SHORT EXERCISE 1
From the MSUB enrollment text, list every percentage figure it gives.
SHORT EXERCISE 2
Continue the MSUB enrollment text after its final sentence.

TEXT SECTION
========================================================================
However, Nook believes there is much more work to be done to make sure the foundation for MSUB’s next century is stable. This year MSUB will not have to make any budget adjustments, but the biennial budgeting and the legislative process has begun and outcomes can certainly vary for the next two
“For MSUB it is about being prepared,” said Nook. “We need to keep a watchful eye on our students’ persistence to graduation, while ensuring we recruit students who will continue to make a difference in Montana and our region.”
Other enrollment information shows:
- Yellowstone County comprised 54.1 percent of the total student population with another 33.3 percent coming from other Montana counties.
- The average age of students at the four-year university campus is 25.4 and at the City College is 26.6.
- There are 1,697 part-time students this fall and 2,669 full-time students.
- The majority of students continue to be women, 62.2 percent.
========================================================================
DATASET ENTRIES
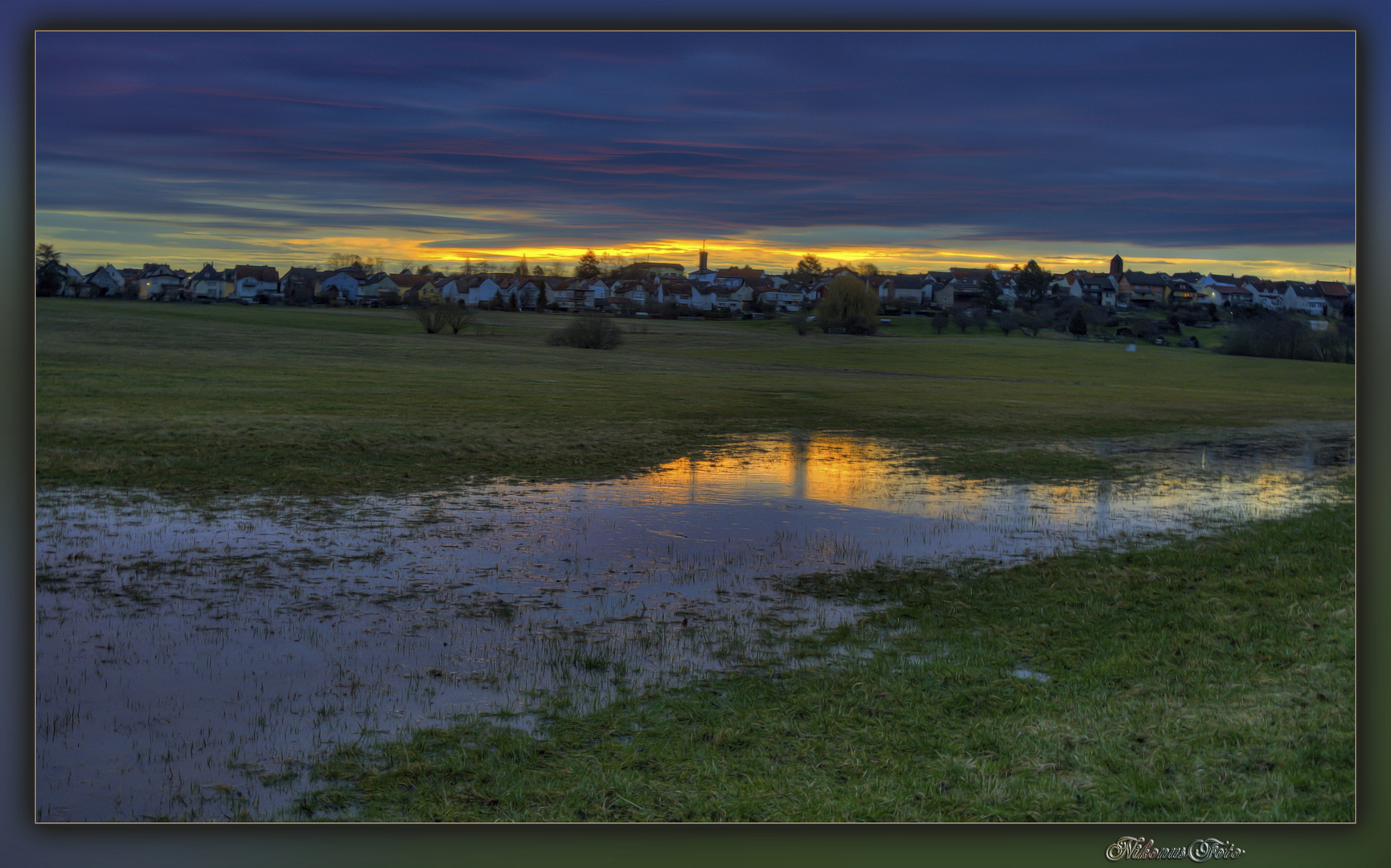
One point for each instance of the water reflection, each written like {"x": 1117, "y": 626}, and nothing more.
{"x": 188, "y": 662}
========================================================================
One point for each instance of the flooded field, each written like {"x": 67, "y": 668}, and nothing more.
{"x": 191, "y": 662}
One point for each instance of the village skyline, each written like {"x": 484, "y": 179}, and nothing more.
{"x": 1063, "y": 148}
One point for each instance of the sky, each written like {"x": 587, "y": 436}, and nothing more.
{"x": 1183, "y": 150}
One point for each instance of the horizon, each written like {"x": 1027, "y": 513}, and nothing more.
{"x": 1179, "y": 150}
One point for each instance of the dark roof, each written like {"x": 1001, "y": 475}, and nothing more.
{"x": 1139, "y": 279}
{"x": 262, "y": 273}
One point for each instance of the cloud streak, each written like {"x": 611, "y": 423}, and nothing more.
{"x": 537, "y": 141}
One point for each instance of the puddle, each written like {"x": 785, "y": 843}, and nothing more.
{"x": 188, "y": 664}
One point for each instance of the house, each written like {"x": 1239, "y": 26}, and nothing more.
========================================================================
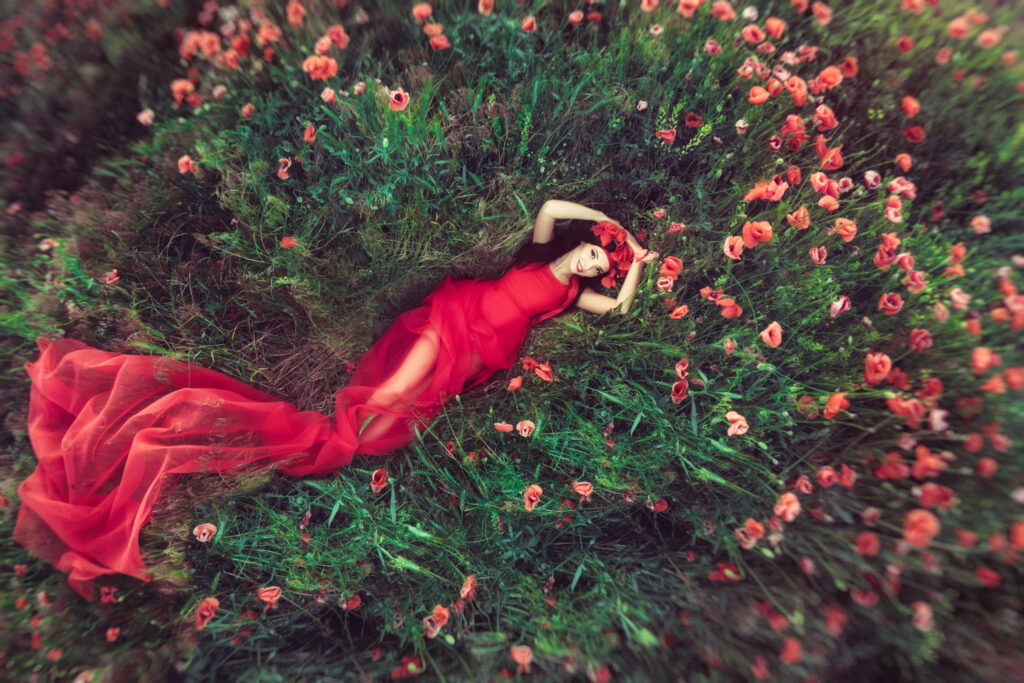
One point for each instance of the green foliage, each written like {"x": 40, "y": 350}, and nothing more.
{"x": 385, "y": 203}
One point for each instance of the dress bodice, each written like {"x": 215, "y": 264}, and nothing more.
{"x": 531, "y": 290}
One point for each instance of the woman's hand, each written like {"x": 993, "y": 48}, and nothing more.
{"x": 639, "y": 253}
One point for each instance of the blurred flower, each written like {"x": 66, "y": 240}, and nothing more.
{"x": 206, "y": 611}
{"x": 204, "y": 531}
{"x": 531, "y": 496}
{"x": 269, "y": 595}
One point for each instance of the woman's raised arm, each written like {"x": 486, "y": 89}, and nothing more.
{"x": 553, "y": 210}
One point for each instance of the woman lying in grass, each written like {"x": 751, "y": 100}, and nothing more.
========================================================================
EXERCISE OUTPUT 1
54.1 percent, 33.3 percent, 62.2 percent

EXERCISE OUTPUT 2
- The overall campus-wide ethnic diversity increased by 3.6 percent to 634 students, currently 14.5 percent of the student population.
- Hispanic students attending rose 5.5 percent when compared to the previous year. The 210 students accounted for 4.8 percent of the student population
Begun in 1927 as a teachers’ college, MSU Billings has become a comprehensive regional urban university with about 100 academic programs in areas of Arts and Sciences, Allied Health Professions, Business, Education and Technology. In addition, students can choose from more than 200 classes offered in 21 online programs.